**Problem to solve**
Whenever the string "woman" turns up in a line below, that line should be copied.

Collected data entries:
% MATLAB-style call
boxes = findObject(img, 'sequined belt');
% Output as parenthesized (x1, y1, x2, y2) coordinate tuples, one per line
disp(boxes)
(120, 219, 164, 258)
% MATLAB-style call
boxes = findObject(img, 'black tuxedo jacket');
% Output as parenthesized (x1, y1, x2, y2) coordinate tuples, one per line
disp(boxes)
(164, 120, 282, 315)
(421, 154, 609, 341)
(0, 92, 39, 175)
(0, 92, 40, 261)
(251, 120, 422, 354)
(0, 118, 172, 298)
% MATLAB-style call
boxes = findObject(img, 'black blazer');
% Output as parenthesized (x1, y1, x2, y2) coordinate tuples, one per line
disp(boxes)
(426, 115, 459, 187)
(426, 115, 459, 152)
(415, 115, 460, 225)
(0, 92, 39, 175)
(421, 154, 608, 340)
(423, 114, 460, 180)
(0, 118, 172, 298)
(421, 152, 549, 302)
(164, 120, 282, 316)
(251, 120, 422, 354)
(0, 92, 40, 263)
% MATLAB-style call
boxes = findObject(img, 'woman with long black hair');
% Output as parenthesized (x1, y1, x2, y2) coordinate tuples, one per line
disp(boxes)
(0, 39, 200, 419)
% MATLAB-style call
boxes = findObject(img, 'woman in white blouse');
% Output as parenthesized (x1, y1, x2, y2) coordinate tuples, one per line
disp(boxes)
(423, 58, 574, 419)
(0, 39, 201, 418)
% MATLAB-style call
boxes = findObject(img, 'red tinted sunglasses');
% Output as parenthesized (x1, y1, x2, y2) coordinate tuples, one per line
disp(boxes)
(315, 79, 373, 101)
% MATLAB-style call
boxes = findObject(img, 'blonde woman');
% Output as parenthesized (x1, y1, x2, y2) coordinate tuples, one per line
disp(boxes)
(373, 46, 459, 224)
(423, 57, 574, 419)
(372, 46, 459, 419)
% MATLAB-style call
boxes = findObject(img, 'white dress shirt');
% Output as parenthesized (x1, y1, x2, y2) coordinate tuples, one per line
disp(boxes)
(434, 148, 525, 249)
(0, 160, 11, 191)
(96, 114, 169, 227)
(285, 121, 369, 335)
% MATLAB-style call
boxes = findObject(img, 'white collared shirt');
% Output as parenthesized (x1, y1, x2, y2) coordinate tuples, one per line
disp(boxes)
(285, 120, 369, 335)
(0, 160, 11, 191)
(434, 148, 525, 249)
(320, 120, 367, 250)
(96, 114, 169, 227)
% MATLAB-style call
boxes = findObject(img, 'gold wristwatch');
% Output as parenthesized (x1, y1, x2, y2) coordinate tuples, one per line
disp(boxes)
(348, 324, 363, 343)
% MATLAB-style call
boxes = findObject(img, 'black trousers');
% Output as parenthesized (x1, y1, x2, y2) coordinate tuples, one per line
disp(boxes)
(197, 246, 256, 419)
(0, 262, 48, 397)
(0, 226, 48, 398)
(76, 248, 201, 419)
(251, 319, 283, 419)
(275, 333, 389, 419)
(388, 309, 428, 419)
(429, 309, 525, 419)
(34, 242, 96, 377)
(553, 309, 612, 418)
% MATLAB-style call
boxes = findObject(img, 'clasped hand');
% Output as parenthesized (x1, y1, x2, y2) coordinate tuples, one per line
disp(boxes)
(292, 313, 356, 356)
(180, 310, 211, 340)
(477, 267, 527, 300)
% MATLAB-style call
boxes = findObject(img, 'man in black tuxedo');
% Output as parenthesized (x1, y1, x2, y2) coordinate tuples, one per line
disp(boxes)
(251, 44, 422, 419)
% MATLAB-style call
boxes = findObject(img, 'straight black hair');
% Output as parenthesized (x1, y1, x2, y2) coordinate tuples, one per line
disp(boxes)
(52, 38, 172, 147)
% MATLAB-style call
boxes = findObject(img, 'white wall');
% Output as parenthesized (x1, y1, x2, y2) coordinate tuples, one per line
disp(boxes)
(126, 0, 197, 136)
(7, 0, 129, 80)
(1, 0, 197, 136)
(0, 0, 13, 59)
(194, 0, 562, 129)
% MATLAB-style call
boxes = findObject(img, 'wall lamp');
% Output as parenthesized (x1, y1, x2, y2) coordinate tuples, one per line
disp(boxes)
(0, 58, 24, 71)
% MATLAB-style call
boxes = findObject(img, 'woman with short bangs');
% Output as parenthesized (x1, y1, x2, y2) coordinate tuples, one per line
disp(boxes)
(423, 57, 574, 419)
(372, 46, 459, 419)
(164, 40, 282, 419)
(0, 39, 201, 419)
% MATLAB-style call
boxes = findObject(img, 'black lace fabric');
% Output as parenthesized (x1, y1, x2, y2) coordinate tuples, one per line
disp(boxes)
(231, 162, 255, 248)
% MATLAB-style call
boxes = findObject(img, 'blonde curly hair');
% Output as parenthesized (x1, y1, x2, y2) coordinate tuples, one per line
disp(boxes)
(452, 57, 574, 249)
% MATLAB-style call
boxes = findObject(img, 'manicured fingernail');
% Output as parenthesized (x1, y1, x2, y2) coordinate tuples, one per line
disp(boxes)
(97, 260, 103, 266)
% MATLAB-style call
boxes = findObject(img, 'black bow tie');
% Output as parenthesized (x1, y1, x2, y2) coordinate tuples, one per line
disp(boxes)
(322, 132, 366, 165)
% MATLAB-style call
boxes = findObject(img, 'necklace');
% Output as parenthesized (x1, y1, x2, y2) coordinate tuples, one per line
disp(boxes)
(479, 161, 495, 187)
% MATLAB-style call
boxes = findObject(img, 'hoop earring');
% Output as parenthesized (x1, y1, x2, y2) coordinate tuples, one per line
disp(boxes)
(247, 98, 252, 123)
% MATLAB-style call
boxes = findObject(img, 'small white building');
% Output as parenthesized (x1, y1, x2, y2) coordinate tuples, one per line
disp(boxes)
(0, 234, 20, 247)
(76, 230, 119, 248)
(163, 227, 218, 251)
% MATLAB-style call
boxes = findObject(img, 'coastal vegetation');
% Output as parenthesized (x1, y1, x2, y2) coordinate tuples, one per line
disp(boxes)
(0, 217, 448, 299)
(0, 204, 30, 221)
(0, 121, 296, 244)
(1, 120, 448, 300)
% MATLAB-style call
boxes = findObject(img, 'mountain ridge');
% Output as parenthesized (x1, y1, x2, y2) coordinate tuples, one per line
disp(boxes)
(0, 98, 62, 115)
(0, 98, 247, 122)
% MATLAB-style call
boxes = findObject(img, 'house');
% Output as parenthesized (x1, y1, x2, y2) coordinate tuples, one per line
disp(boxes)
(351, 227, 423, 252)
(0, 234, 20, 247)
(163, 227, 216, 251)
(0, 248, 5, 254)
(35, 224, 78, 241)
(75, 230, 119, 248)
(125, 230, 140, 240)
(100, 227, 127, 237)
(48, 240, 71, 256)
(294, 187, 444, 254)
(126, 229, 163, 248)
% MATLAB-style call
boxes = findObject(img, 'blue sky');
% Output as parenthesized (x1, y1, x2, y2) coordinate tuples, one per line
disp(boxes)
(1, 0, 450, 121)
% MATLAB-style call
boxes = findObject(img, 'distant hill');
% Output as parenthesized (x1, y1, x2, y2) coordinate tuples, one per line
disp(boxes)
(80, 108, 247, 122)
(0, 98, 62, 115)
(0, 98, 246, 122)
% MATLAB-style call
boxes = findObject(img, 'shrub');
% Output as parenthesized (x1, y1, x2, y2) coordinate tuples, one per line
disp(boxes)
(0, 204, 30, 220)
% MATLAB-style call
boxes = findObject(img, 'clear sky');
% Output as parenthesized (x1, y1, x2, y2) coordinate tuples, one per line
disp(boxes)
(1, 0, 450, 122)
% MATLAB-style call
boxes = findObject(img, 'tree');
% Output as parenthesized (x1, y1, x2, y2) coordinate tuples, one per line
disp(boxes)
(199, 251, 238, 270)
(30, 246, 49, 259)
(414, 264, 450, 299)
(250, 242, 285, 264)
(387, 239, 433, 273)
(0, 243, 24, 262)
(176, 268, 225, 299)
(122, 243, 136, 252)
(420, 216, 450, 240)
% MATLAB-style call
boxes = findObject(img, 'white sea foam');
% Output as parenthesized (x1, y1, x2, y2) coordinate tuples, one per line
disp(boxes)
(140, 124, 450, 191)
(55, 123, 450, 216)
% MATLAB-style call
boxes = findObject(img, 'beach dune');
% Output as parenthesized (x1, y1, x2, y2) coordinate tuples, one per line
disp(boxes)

**Final answer**
boxes = findObject(img, 'woman with long black hair');
boxes = findObject(img, 'woman in white blouse');
boxes = findObject(img, 'blonde woman');
boxes = findObject(img, 'woman with short bangs');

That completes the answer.